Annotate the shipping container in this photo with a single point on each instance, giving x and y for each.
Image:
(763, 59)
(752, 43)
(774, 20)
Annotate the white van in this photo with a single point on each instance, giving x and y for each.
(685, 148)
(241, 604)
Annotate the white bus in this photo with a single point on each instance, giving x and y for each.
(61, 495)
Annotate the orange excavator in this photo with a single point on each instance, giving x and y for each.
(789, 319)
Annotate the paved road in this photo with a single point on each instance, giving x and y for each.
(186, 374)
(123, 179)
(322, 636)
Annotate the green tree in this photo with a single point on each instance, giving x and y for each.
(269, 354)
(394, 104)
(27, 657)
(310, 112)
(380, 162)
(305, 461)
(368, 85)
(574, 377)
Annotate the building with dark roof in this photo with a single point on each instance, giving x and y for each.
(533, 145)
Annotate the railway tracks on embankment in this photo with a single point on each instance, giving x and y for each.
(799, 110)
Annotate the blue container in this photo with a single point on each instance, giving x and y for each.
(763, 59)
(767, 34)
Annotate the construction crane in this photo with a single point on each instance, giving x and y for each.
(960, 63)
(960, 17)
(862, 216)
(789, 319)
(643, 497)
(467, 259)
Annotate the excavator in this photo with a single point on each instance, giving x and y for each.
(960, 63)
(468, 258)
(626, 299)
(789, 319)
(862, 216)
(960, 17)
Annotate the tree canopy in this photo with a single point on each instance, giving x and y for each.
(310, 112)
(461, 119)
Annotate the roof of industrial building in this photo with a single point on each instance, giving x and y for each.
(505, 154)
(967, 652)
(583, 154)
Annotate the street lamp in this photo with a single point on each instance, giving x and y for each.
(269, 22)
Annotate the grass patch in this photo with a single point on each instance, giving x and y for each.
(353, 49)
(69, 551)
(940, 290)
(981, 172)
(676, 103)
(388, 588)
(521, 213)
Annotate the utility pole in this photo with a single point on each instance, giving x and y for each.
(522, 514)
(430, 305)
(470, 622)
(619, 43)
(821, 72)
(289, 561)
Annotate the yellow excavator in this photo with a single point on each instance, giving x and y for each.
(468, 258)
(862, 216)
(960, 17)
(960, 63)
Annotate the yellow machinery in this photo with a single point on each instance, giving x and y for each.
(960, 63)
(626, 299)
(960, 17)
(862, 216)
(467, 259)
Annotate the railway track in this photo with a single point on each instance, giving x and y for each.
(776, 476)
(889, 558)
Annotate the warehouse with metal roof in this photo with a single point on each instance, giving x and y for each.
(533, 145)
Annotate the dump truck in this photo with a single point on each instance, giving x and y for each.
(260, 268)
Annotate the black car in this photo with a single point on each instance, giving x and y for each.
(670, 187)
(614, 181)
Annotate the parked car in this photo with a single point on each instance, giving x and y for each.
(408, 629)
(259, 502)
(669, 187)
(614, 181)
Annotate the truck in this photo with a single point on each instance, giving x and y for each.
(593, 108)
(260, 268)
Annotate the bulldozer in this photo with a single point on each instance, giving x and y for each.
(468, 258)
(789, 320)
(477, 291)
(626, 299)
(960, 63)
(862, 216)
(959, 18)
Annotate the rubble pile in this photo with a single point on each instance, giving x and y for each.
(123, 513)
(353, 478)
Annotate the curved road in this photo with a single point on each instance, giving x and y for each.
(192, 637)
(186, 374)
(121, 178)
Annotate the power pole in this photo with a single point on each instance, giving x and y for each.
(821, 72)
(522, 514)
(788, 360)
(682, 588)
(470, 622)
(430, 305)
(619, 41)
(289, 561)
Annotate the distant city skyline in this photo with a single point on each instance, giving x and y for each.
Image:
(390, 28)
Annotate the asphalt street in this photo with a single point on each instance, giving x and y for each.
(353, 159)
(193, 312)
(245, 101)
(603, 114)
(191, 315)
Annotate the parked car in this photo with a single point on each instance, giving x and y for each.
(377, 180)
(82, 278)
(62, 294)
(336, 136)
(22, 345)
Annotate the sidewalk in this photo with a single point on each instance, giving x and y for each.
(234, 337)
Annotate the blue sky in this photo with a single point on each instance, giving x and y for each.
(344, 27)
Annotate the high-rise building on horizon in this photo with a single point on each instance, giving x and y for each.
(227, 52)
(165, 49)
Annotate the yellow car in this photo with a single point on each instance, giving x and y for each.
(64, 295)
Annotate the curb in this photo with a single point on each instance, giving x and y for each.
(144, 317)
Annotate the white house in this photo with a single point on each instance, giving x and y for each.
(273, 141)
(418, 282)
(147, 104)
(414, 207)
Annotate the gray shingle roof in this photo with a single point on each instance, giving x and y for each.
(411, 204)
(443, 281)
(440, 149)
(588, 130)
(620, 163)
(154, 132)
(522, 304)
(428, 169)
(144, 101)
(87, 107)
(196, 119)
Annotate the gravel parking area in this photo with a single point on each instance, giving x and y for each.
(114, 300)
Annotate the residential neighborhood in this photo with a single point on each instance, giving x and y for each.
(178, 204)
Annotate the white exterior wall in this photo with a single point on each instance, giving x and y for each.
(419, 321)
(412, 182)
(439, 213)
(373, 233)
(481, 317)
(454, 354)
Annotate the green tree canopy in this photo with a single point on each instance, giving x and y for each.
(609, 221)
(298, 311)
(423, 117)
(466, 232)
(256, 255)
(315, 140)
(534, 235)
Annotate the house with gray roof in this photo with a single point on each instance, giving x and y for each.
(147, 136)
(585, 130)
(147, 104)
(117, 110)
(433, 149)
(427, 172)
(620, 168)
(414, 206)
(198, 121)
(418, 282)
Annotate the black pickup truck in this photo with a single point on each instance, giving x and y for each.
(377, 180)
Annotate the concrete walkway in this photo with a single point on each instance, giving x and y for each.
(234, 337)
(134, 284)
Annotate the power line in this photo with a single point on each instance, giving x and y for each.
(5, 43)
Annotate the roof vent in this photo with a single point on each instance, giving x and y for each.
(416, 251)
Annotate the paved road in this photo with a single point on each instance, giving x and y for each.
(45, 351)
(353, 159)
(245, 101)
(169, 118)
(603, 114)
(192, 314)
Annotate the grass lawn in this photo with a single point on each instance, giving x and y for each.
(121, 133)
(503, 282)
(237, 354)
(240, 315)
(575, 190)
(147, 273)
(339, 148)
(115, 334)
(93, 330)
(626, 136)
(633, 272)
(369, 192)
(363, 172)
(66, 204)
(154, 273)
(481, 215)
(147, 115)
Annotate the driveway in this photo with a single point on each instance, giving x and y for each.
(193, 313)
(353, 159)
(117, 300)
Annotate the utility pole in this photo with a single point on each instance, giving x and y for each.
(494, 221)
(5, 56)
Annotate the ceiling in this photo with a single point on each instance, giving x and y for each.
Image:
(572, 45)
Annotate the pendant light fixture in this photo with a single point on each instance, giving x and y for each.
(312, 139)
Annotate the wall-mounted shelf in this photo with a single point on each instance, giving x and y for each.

········

◆ **Short task**
Return the entries above exactly, each one complete.

◆ **In response**
Annotate the shipping container in this photo with a single point on each instance, giving x and y for each.
Image:
(763, 59)
(752, 43)
(774, 20)
Annotate the white van in this photo with a single point on each instance, giving x and y for each.
(685, 148)
(241, 604)
Annotate the white bus in this photo with a single point on each instance, giving x and y for each.
(61, 495)
Annotate the orange excavator in this photo with a single point on each instance, giving x and y for each.
(789, 319)
Annotate the paved road in this photo with a single point on each instance, giving x and y for each.
(186, 374)
(123, 179)
(322, 636)
Annotate the green tree in this photo with a single point on each instance, giving x and y for each.
(269, 354)
(394, 104)
(27, 657)
(310, 112)
(380, 162)
(305, 461)
(368, 85)
(574, 377)
Annotate the building with dark roof in this photo with a single point on each instance, giving x and y for each.
(533, 145)
Annotate the railway tracks on embankment in this photo with a single point on each instance, giving x and y for each.
(799, 110)
Annotate the blue container in this photo with a single point on each instance, giving x and y for each.
(763, 59)
(767, 34)
Annotate the construction crane in this photo with a single point on each instance, giving x and y for each.
(960, 63)
(960, 17)
(862, 216)
(789, 319)
(643, 497)
(467, 259)
Annotate the excavator in this photo with a single point on each instance, giving x and y for each.
(960, 63)
(468, 258)
(626, 299)
(789, 319)
(862, 216)
(960, 17)
Annotate the tree canopy in this photo with a single point on each instance, giving x and y for each.
(310, 112)
(461, 119)
Annotate the roof of industrial building in this photo with a single point on each instance, giving x and y for each.
(505, 154)
(967, 652)
(583, 154)
Annotate the street lamp in this photo with a single point on each instance, giving x and y for each.
(269, 22)
Annotate the grass patch in this photo with a single point on each instance, giving x and y for each.
(353, 49)
(69, 551)
(940, 290)
(981, 172)
(676, 103)
(388, 588)
(521, 213)
Annotate the utility pole in this photo with a single point on each instance, giving x and y for each.
(522, 514)
(430, 305)
(470, 622)
(619, 43)
(821, 72)
(289, 561)
Annotate the yellow excavator in this photo with a single point on each instance, giving x and y for each.
(468, 258)
(862, 216)
(960, 17)
(960, 63)
Annotate the yellow machinery in this photo with a single point on each instance, giving x and y for each.
(960, 63)
(626, 299)
(960, 17)
(862, 216)
(467, 259)
Annotate the railway track in this photo with a single point on each instance, giving x and y for each.
(776, 476)
(889, 558)
Annotate the warehouse with metal roof in this photo with a single point on each instance, giving x and y for each.
(533, 145)
Annotate the dump truck in this photo with a single point on each instance, giving x and y for each.
(260, 268)
Annotate the black car in this photo with a single point on each instance, giving x and y for each.
(670, 187)
(614, 181)
Annotate the parked car in this photo with a single point on each instance, giving x and y for each.
(408, 629)
(259, 502)
(669, 187)
(614, 181)
Annotate the truck in this photo with a single point on each instance, giving x and y for each.
(593, 108)
(260, 268)
Annotate the bulldozer in this photo with a single point on each instance, giving x and y for each.
(468, 258)
(789, 320)
(477, 291)
(626, 299)
(960, 63)
(862, 216)
(959, 18)
Annotate the rubble pile in this photo with a single point on each instance, giving x and y for each.
(123, 513)
(353, 478)
Annotate the curved road in this photo with a single point on each instance, giving x and y for each.
(192, 637)
(186, 374)
(121, 178)
Annotate the power pole in this photo with a single point on each instance, giving x and y for each.
(821, 72)
(522, 514)
(788, 360)
(682, 588)
(470, 622)
(430, 305)
(619, 41)
(289, 561)
Annotate the distant city skyline in this photo with a single point on each instance, giving x and y for each.
Image:
(390, 28)
Annotate the asphalt street in this photo with a single point on each instance, giving x and y for each.
(353, 159)
(193, 312)
(245, 101)
(603, 114)
(191, 315)
Annotate the parked car in this photo with a single point on each instance, giving x and y for each.
(377, 180)
(82, 278)
(62, 294)
(336, 136)
(22, 345)
Annotate the sidewalk in this photo with a single point on each instance, giving x and y for each.
(234, 337)
Annotate the blue sky in this photo with a single point on each instance, giving x and y for each.
(344, 27)
Annotate the high-rise building on horizon in this photo with a single point on each instance, giving x and y for each.
(227, 52)
(165, 49)
Annotate the yellow car in this photo with a single point on each instance, giving x and y for each.
(64, 295)
Annotate the curb in this photo with a single point on each instance, giving x and y for each.
(144, 317)
Annotate the white house in this photo with a single point on each instance, giving x and y for each.
(273, 141)
(418, 282)
(147, 104)
(414, 207)
Annotate the gray shingle roof in this photo with a single point on each instance, giving x and y for each.
(411, 204)
(443, 281)
(440, 149)
(588, 130)
(620, 163)
(154, 132)
(522, 304)
(428, 169)
(144, 101)
(87, 107)
(196, 119)
Annotate the gravel parking area in this photo with a single point on each instance, giving x and y for each.
(114, 300)
Annotate the residential neighborhood in this photo with a single point on each instance, giving x and y for each.
(178, 204)
Annotate the white exterior wall in this photo with a single point on each instance, giving x and y for each.
(419, 321)
(412, 182)
(439, 213)
(373, 233)
(481, 317)
(454, 354)
Annotate the green tree canopy in this photo with a single point on each instance, giving x and y for each.
(609, 221)
(298, 311)
(423, 117)
(466, 232)
(256, 255)
(315, 140)
(534, 235)
Annotate the house with gray roof in this photo with a single point on each instance, giving x and y for each.
(147, 136)
(585, 130)
(147, 104)
(117, 110)
(433, 149)
(427, 172)
(620, 168)
(414, 206)
(198, 121)
(418, 282)
Annotate the black pickup truck in this photo with a single point on each instance, giving x and y for each.
(377, 180)
Annotate the concrete walkway in this photo with a single point on each instance, giving x and y for each.
(234, 337)
(134, 284)
Annotate the power line in this photo with a single point on each instance, giving x and y for each.
(5, 43)
Annotate the roof vent in this photo with a single point on each instance, giving x and y for each.
(416, 251)
Annotate the paved road in this photo with a single point on each instance, giving x and y for each.
(45, 351)
(353, 159)
(245, 101)
(169, 118)
(603, 114)
(192, 314)
Annotate the grass lawn in this photo with a single point on each instance, giving x and y for each.
(121, 133)
(503, 282)
(237, 354)
(240, 315)
(575, 190)
(147, 273)
(339, 148)
(115, 334)
(93, 330)
(626, 136)
(633, 272)
(369, 192)
(363, 172)
(66, 204)
(154, 273)
(481, 215)
(147, 115)
Annotate the driveway in this photo with a single point on each instance, giving x and y for each.
(193, 313)
(353, 159)
(117, 300)
Annotate the utility pole in this photo with a single point on each instance, giving x and y for each.
(494, 221)
(5, 56)
Annotate the ceiling in this photo with a single point on each instance, giving x and y for each.
Image:
(572, 45)
Annotate the pendant light fixture in this photo with a single point on each instance, giving x and y for each.
(312, 139)
Annotate the wall-mounted shelf in this photo with a single point on each instance, giving x and y for each.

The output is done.